*Instructions for the task*
In your copy, include every record exactly and no pictures.

*** Data provided Section Begins ***

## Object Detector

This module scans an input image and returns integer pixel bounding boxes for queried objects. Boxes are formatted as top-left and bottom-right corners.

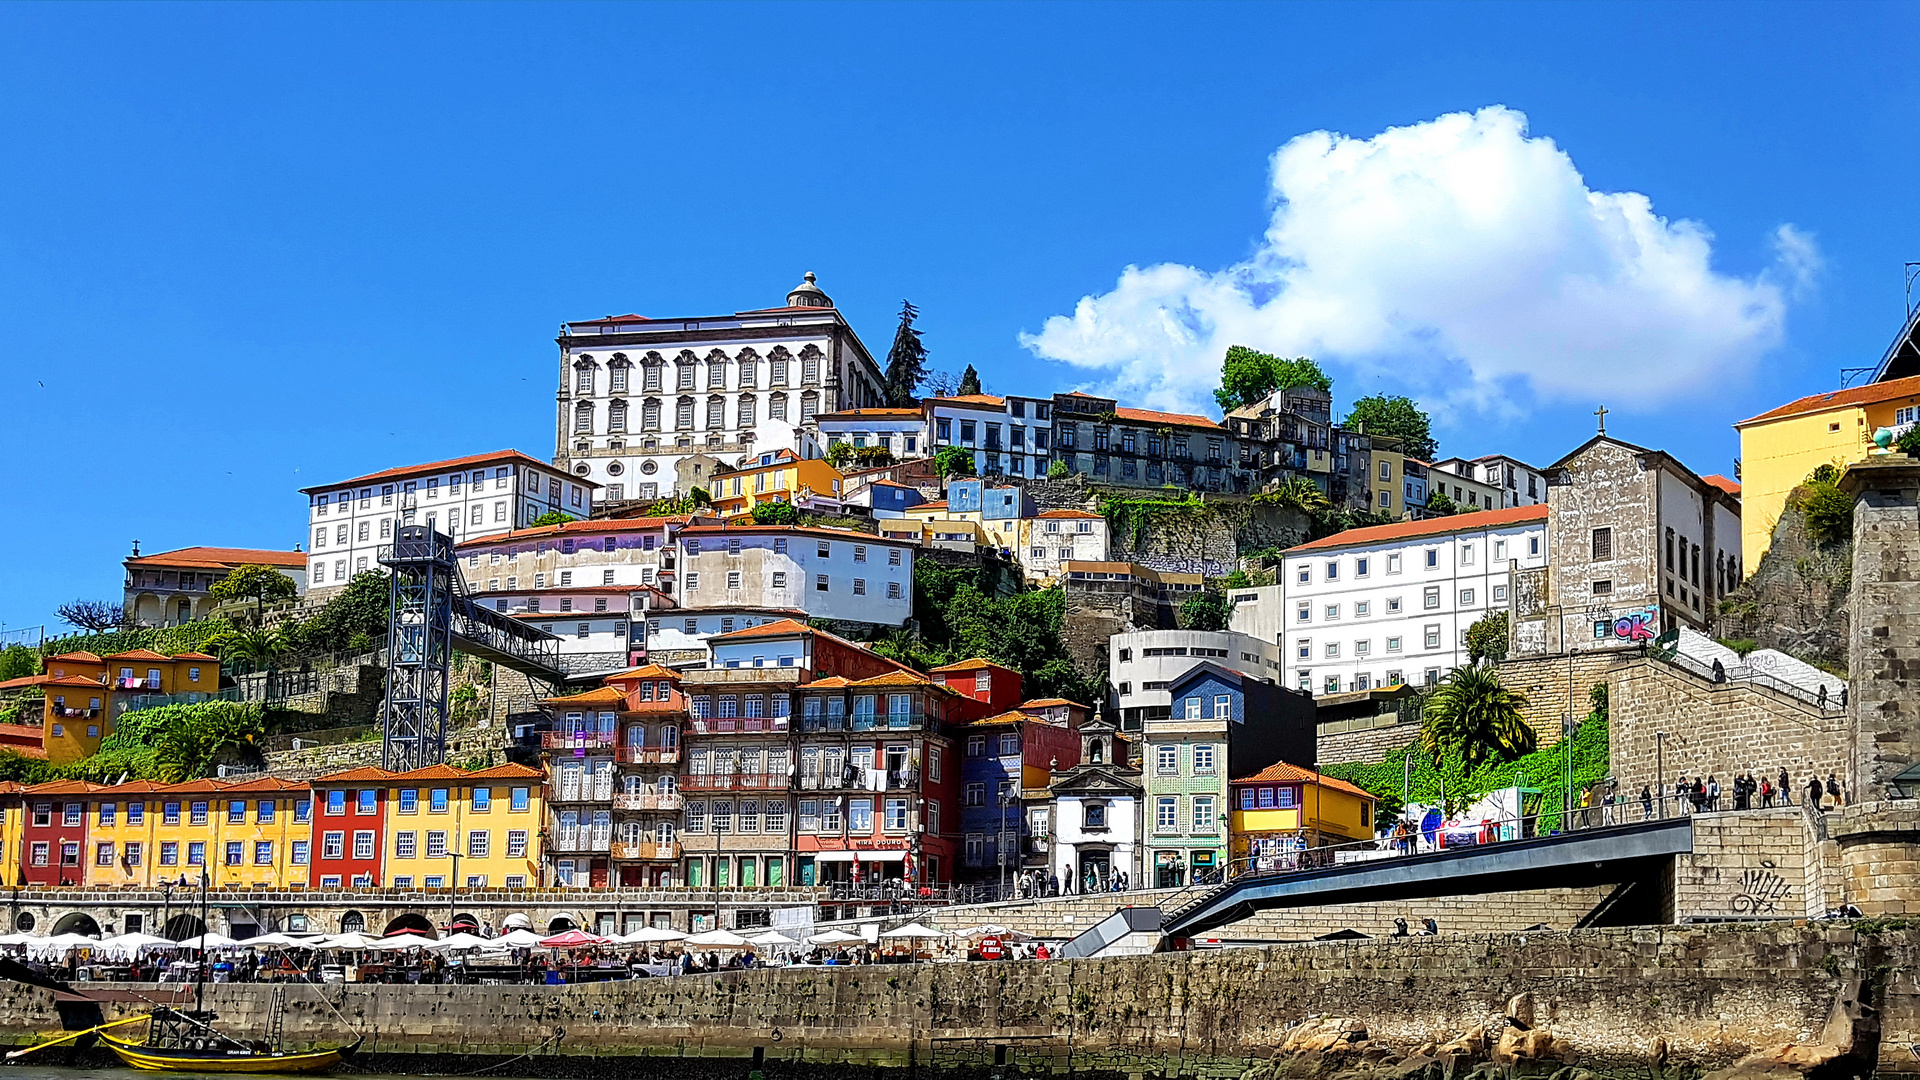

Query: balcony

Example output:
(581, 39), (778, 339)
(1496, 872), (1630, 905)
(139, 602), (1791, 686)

(546, 830), (611, 854)
(679, 773), (788, 792)
(543, 731), (616, 750)
(613, 792), (684, 812)
(799, 710), (927, 733)
(550, 785), (615, 804)
(617, 746), (681, 766)
(611, 841), (681, 862)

*** Data provided Section Ends ***

*The completed task*
## Object Detector

This module scans an input image and returns integer pixel bounding boxes for queried objects. Boxes are formatted as top-left and bottom-right corners.


Query: balcony

Example output:
(581, 39), (778, 339)
(1496, 872), (1630, 905)
(139, 602), (1791, 686)

(546, 830), (611, 854)
(679, 773), (788, 792)
(543, 731), (616, 750)
(613, 792), (684, 812)
(799, 710), (927, 733)
(550, 785), (615, 804)
(617, 746), (681, 766)
(611, 841), (681, 862)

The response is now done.